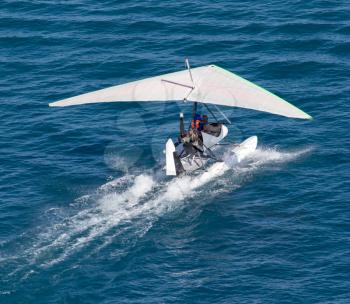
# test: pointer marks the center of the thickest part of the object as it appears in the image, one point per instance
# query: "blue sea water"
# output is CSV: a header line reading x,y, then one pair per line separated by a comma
x,y
86,215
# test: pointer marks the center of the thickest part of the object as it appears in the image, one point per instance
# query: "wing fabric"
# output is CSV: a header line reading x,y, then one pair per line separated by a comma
x,y
212,85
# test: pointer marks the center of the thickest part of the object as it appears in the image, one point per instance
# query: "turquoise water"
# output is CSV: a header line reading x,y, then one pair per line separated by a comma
x,y
86,214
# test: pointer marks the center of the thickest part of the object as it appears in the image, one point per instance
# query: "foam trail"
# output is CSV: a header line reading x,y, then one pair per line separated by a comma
x,y
126,208
92,222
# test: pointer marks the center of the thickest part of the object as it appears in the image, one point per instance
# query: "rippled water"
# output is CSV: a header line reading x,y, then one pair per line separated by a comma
x,y
86,215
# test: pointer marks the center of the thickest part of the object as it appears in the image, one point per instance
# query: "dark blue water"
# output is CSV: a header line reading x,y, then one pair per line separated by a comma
x,y
86,215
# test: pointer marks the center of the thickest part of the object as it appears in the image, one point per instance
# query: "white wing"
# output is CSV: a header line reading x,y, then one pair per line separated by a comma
x,y
212,85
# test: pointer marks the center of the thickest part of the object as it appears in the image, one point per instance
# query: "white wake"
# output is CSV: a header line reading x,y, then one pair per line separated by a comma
x,y
132,204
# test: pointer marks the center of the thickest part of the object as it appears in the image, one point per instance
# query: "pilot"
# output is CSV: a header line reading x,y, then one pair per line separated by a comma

# # #

# Instructions for the task
Pictures stay out; the records above are otherwise reproduced exactly.

# Your solution
# test: pointer marks the center of the thickest part of the object as it appears in the image, one point per instance
# query: "blue sea water"
# output is CSV: a header line reading x,y, then one pair per line separated by a comma
x,y
86,215
# test: pointer marks the center of the thickest part of the object as it appears in the image, one point per instance
# query: "wing fabric"
# output is CSV: a header line reading x,y, then one pair per line separated by a comma
x,y
212,85
# test: pointer marks the center of the thickest part of the object as it appears in the image, one point per instance
# query: "turquoise water"
# output is CSV: a header line reading x,y, then one pair per line separated by a comma
x,y
86,214
# test: pointer marks the center of the thickest part of the object as it appears in the image, one point per instance
# query: "foam trail"
# output is CSV: a header line reading x,y, then one pair per line separated by a comma
x,y
126,208
92,222
# test: pointer marks the center of the thickest part of the object as it appears in the image, one point per instance
# query: "rippled water"
# output is CSV: a header line reading x,y, then one pair per line separated by a comma
x,y
86,215
# test: pointer marks the center of the thickest part of the object as it appears in the image, one point per instance
# query: "dark blue water"
# output is CSV: a header line reading x,y, then one pair per line separated by a comma
x,y
86,215
# test: pointer marks the center of the thickest part of the object as it appears in the image, one point per instance
# query: "white wing"
# output is CSV: a header line reading x,y, then one pair per line separated by a comma
x,y
212,85
# test: pointer marks the center of the thickest part of the object as it appears in the image, one point per instance
# query: "white wake"
# output is CSV: a header line reading x,y, then one pair per line separated by a comma
x,y
132,204
# test: pointer marks the center of the thickest part of the object as it appears in the image, one point per instance
# query: "pilot"
# output is CSV: a header line reading x,y, then one pair per line separated by a comma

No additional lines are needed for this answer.